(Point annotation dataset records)

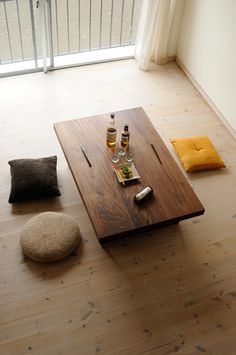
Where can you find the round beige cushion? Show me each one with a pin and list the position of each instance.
(49, 236)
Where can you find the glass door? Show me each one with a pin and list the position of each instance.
(48, 34)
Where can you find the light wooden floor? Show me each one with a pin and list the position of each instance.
(169, 291)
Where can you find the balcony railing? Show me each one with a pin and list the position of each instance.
(75, 26)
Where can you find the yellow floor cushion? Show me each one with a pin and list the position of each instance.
(197, 153)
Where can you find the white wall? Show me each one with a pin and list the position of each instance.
(207, 48)
(176, 27)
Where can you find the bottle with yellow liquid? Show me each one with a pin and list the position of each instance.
(125, 135)
(111, 131)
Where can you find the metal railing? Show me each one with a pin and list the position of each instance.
(76, 26)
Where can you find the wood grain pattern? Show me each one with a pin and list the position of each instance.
(110, 205)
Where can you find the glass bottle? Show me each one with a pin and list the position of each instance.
(125, 135)
(111, 131)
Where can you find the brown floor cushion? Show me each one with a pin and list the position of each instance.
(49, 236)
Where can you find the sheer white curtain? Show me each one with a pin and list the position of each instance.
(154, 32)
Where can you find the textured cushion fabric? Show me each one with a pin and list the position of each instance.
(49, 236)
(197, 153)
(33, 178)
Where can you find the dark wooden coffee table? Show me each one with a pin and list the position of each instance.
(109, 204)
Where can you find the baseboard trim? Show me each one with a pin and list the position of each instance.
(206, 98)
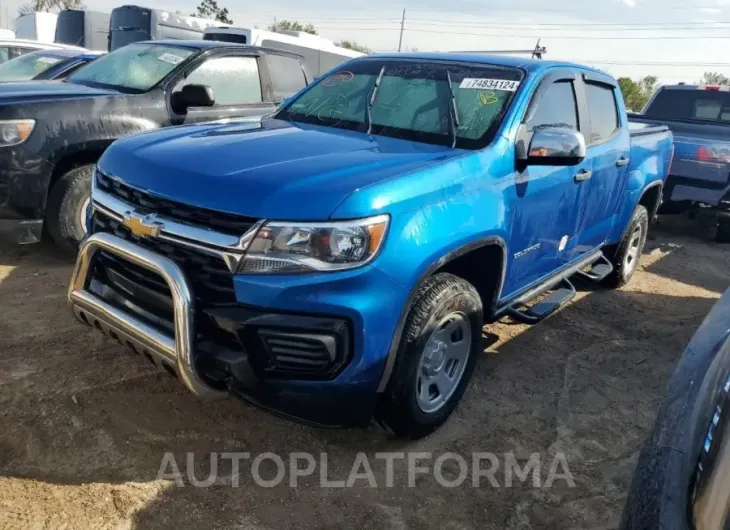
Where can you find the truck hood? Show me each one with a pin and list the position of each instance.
(267, 169)
(20, 92)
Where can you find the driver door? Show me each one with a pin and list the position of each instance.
(237, 89)
(547, 199)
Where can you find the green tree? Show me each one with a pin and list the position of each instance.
(714, 78)
(49, 6)
(292, 26)
(351, 45)
(637, 93)
(209, 9)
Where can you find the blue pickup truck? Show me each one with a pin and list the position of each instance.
(699, 179)
(337, 260)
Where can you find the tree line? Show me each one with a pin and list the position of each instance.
(637, 93)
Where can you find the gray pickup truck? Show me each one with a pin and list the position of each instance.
(699, 179)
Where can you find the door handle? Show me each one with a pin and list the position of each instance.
(582, 175)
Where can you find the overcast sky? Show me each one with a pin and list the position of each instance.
(577, 30)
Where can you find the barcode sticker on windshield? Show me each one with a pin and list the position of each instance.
(490, 84)
(170, 58)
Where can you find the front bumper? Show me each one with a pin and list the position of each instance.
(311, 305)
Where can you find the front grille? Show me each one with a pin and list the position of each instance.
(212, 282)
(144, 203)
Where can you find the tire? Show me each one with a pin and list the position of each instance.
(66, 212)
(723, 230)
(626, 255)
(444, 302)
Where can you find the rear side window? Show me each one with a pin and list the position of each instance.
(603, 112)
(235, 80)
(287, 75)
(691, 104)
(556, 108)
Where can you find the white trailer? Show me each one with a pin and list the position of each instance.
(40, 27)
(320, 55)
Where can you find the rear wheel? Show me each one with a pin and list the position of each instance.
(67, 204)
(626, 255)
(436, 357)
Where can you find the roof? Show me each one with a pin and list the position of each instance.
(63, 52)
(39, 45)
(531, 65)
(213, 45)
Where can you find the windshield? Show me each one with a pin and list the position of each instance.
(412, 101)
(692, 104)
(135, 68)
(26, 67)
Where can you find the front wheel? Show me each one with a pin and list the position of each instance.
(436, 357)
(626, 255)
(67, 204)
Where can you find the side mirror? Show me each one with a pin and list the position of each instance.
(193, 96)
(555, 146)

### WHAT IS BEING ASKED
Print all of the entries word for word. Omit the pictures they contain.

### FINAL ANSWER
Where can you find the round beige cushion? Show me each one with a pin and list the position of each instance.
(49, 236)
Where can you find the glass door? Show me each one with a pin and list the position of each instance.
(48, 34)
Where can you find the light wooden floor? Show me each one with a pin and list the position of each instance.
(169, 291)
Where can you find the balcony railing? Show me each one with a pin and list the position of each instance.
(75, 26)
Where can you find the yellow floor cushion? Show me each one with a pin and list the position of each instance.
(197, 153)
Where can you find the white wall? Show me each one with a pin and list the position of each instance.
(207, 48)
(176, 27)
Where can you find the bottle with yellow liquid? Show me each one with a pin and list the position of each instance.
(125, 135)
(111, 131)
Where can you find the metal railing? Show me each one with a pin and list the position of each instance.
(76, 26)
Where can you find the wood grain pattern? Show me each one with a pin and list the position of each instance.
(110, 205)
Where can you find the glass bottle? Show me each one with a pin and list the position of each instance.
(125, 135)
(111, 131)
Where can you find the brown floor cushion? Show me each one with a pin and list the position of each instance.
(49, 236)
Where can you find the sheer white curtain? Show me each one with a pin and list the position of each instance.
(154, 32)
Where can you find the textured cushion fabric? Show me each one with a pin and list the position of each instance.
(49, 236)
(197, 153)
(33, 178)
Where can you find the dark wooden coffee table? Show me each one with a pin and list the position of each instance.
(109, 204)
Where can you find the baseboard trim? Show me each one with a pin and list the position of each instance.
(206, 98)
Where can you find the truck hood? Show me each one with a pin and list the position of each instance.
(267, 169)
(20, 92)
Where can you find the driver door? Show me each one with a pin and list the position of each instance.
(237, 89)
(547, 199)
Where can you find the green tree? Show me each one with a pin and list the position of each instance.
(714, 78)
(49, 6)
(292, 26)
(351, 45)
(637, 93)
(209, 9)
Where can you find the blue pickup truck? Show me each one with a pin and list the position of each instance.
(699, 179)
(337, 260)
Where can you find the tree line? Show me each one with a pin and list the position of each instance.
(637, 93)
Where can you find the gray pickup truck? Show me each one with a pin and list the position of each instance.
(699, 179)
Where can you find the door handle? Show me each one with a pin and list the position of each instance.
(582, 175)
Where can you find the overcast sky? Show me each one with a pin and list the position of each instance.
(577, 30)
Where can you find the barcode sticker on windshield? Show me each one with a pin and list the position of each instance.
(490, 84)
(170, 58)
Where can you find the front bumper? Show me each one with a pin and list the position of each instance.
(311, 305)
Where can you find the front grille? Show me each one with a pin and list the position of each instance.
(212, 282)
(144, 203)
Where can you find the tire? Show me each one with a pin and list the position of each instance.
(66, 212)
(723, 230)
(626, 255)
(444, 302)
Where can you find the rear side window? Show me each one with a pin and list the position of each instance.
(603, 112)
(235, 80)
(287, 75)
(691, 104)
(556, 108)
Where can you find the white trailer? Show me each one with a pin and list the position of each instance.
(40, 27)
(320, 55)
Where can you find the rear wheel? Show me each one with a pin and list the position of each instance.
(67, 204)
(626, 255)
(436, 357)
Where can you find the roof? Show me each one with a pin and list the position of each instance.
(63, 52)
(39, 45)
(531, 65)
(213, 45)
Where can you find the windshield? Show me each one with a pin and list the position of each instance.
(412, 101)
(692, 104)
(135, 68)
(26, 67)
Where can you find the front wheel? Show me each one with a pin and list the position of each instance.
(436, 357)
(626, 255)
(67, 204)
Where can you find the side mirror? Show me each one with a pin and list the position of each instance.
(193, 96)
(555, 146)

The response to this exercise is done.